● Exercise aim
Take the entries below and print all of them exactly, please.

++++++++

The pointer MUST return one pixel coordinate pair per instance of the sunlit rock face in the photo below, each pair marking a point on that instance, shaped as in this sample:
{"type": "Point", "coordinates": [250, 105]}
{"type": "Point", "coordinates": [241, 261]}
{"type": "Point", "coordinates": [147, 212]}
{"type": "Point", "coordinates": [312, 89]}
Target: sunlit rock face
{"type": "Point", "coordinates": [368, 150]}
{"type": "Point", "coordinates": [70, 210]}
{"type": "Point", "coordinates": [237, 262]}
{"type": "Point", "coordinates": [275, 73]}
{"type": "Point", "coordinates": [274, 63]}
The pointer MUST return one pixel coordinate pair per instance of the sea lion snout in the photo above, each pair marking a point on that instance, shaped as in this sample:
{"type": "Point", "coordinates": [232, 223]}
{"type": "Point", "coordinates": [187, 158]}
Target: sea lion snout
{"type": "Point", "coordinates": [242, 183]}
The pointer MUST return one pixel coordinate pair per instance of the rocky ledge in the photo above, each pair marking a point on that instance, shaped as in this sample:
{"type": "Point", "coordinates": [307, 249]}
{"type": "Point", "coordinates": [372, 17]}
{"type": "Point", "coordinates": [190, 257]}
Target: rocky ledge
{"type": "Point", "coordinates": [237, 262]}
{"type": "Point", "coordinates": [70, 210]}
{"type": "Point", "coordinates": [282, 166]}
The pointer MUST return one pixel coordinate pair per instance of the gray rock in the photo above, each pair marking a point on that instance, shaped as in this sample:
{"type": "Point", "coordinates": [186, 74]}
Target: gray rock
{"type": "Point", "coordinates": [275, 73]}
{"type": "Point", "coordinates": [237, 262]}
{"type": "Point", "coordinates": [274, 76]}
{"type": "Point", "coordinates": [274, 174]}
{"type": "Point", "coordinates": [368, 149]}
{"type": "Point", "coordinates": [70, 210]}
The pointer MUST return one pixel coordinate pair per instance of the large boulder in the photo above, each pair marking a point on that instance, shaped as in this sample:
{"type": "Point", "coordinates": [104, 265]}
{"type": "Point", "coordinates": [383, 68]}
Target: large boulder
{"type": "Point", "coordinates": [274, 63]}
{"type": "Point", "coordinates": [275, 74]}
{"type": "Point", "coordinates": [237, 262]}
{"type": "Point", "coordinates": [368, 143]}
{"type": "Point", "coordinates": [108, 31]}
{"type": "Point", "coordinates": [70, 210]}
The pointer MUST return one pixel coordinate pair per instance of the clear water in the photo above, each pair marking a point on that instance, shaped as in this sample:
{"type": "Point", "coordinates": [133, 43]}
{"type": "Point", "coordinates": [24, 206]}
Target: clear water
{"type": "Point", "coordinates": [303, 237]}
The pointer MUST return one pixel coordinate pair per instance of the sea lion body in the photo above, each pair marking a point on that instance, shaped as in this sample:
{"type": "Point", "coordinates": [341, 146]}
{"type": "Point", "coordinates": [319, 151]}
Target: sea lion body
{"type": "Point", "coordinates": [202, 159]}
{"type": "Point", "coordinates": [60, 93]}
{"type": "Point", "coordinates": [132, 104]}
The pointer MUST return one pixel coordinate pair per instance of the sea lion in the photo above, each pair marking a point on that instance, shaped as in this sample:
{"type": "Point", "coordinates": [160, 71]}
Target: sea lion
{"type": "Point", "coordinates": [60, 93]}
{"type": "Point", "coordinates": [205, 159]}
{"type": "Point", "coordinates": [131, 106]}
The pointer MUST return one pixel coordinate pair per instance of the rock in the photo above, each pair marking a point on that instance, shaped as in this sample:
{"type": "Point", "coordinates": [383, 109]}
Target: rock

++++++++

● Written reply
The pointer MUST return one pixel coordinate pair per instance of the sunlit rock face in the photo below, each pair marking a point on that instance, shaped as in this sample:
{"type": "Point", "coordinates": [250, 105]}
{"type": "Point", "coordinates": [241, 261]}
{"type": "Point", "coordinates": [147, 212]}
{"type": "Point", "coordinates": [312, 89]}
Target: sunlit rock face
{"type": "Point", "coordinates": [368, 150]}
{"type": "Point", "coordinates": [70, 210]}
{"type": "Point", "coordinates": [237, 262]}
{"type": "Point", "coordinates": [275, 73]}
{"type": "Point", "coordinates": [274, 63]}
The pointer MUST return one pixel coordinate pair per instance of the sea lion snout in the photo above, each pair marking a point on that instance, shaped as in this sample:
{"type": "Point", "coordinates": [232, 223]}
{"type": "Point", "coordinates": [187, 158]}
Target: sea lion snout
{"type": "Point", "coordinates": [242, 183]}
The pointer MUST return one pixel coordinate pair per instance of the rocky ledge in the photo above, each pair marking a point on that instance, shaped as in this sample:
{"type": "Point", "coordinates": [307, 249]}
{"type": "Point", "coordinates": [372, 17]}
{"type": "Point", "coordinates": [190, 257]}
Target: rocky ledge
{"type": "Point", "coordinates": [237, 262]}
{"type": "Point", "coordinates": [70, 210]}
{"type": "Point", "coordinates": [282, 166]}
The pointer MUST return one pixel coordinate pair per instance of the gray rock in the photo above, each pair marking a point on that instance, shaped as in this sample:
{"type": "Point", "coordinates": [186, 74]}
Target: gray rock
{"type": "Point", "coordinates": [275, 73]}
{"type": "Point", "coordinates": [237, 262]}
{"type": "Point", "coordinates": [274, 76]}
{"type": "Point", "coordinates": [274, 174]}
{"type": "Point", "coordinates": [368, 149]}
{"type": "Point", "coordinates": [70, 210]}
The pointer MUST return one pixel coordinate pair per instance of the large boulder in the photo above, each pair marking a point on that instance, shaped as in this sample:
{"type": "Point", "coordinates": [104, 265]}
{"type": "Point", "coordinates": [383, 68]}
Target: large boulder
{"type": "Point", "coordinates": [274, 63]}
{"type": "Point", "coordinates": [275, 74]}
{"type": "Point", "coordinates": [237, 262]}
{"type": "Point", "coordinates": [368, 143]}
{"type": "Point", "coordinates": [108, 31]}
{"type": "Point", "coordinates": [70, 210]}
The pointer MUST return one pixel coordinate pair per instance of the clear water in the photo above, each pair marking a point on that instance, shaped as in this sample:
{"type": "Point", "coordinates": [133, 43]}
{"type": "Point", "coordinates": [24, 206]}
Target: clear water
{"type": "Point", "coordinates": [303, 237]}
The pointer MUST return one pixel coordinate pair per instance of the sea lion body in the photo above, each pair marking a point on that instance, shaped as in this sample:
{"type": "Point", "coordinates": [341, 146]}
{"type": "Point", "coordinates": [319, 151]}
Target: sea lion body
{"type": "Point", "coordinates": [202, 159]}
{"type": "Point", "coordinates": [60, 93]}
{"type": "Point", "coordinates": [132, 104]}
The pointer MUST return one pixel coordinate pair per instance of the sea lion in the photo above, each pair marking a point on that instance, shaped as in this sample:
{"type": "Point", "coordinates": [160, 71]}
Target: sea lion
{"type": "Point", "coordinates": [60, 93]}
{"type": "Point", "coordinates": [205, 159]}
{"type": "Point", "coordinates": [131, 106]}
The pointer MUST return one pixel coordinate pair per instance of the rock in the photo above, each pair marking a point on that instance, shaped as in this sample:
{"type": "Point", "coordinates": [383, 109]}
Target: rock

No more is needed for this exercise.